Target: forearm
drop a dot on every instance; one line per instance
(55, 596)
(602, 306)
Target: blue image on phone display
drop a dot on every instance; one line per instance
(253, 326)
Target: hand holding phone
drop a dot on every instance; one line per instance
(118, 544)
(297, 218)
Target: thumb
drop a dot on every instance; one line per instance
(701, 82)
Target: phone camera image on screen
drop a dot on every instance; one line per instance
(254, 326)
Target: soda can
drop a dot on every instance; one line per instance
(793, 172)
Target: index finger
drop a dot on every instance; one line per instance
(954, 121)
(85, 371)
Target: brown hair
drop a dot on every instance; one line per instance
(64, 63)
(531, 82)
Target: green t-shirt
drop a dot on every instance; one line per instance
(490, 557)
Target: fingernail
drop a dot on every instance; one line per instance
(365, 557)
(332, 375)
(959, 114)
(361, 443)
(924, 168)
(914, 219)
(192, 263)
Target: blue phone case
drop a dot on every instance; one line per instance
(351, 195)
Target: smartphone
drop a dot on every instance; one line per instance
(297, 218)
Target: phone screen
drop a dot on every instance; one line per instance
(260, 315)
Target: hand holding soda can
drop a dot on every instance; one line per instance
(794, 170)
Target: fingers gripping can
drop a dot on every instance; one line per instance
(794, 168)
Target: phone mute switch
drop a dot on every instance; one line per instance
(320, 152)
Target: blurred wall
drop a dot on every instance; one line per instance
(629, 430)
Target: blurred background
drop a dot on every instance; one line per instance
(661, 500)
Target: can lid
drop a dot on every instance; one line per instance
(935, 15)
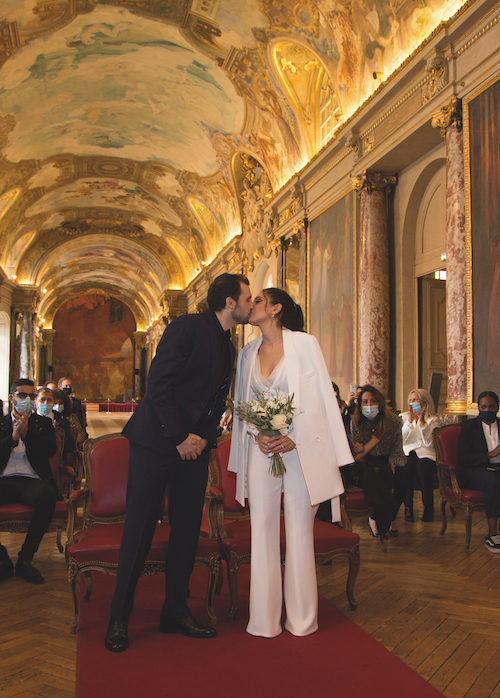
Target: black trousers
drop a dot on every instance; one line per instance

···

Work to be completed -> Exclude the pictures. Write out the remaining data exactly.

Answer ->
Target: forearm
drop a dot on every instance; one line per instance
(55, 596)
(602, 306)
Target: blue image on phone display
drop a dot on every instance; one line per instance
(253, 326)
Target: hand holding phone
drop a dot on every instance; one line per instance
(118, 544)
(297, 218)
Target: thumb
drop a dot on every instance; one line per instance
(701, 82)
Target: phone camera image on screen
drop a dot on every instance; one line per instance
(254, 326)
Target: soda can
drop a dot on every instance; one line per instance
(793, 172)
Target: index finger
drop a dot on every instance; one line per instance
(954, 121)
(85, 371)
Target: brown hair
drop a dot on every instance; one line per instance
(64, 63)
(531, 82)
Target: green t-shirt
drop a dot on every instance; one line per instance
(490, 557)
Target: fingernail
drop a dot on every instance; one line per instance
(365, 557)
(332, 375)
(959, 114)
(361, 443)
(924, 168)
(914, 219)
(192, 263)
Target: blue phone case
drop a dot on every instance; one line per instance
(351, 195)
Target: smartphone
drop a dot on every instance; one line per instance
(297, 218)
Target: phone screen
drop a dot on every instance; one line per instance
(260, 315)
Target: hand holding soda can
drop a dot on every instance; one line per instance
(794, 170)
Target: fingers gripping can
drop a dot on every instance; one line per instance
(794, 168)
Target: phone mute switch
drop a dot on every instance; one line per instance
(320, 152)
Target: blurred wall
drop a dot on every instance; one line per instance
(629, 430)
Target: blurred background
drop a dot on every instance; one line per instance
(661, 500)
Target: can lid
drop a dot on every instance; one line per instance
(935, 15)
Target: black trousers
drop a dot on every instance; one line per instance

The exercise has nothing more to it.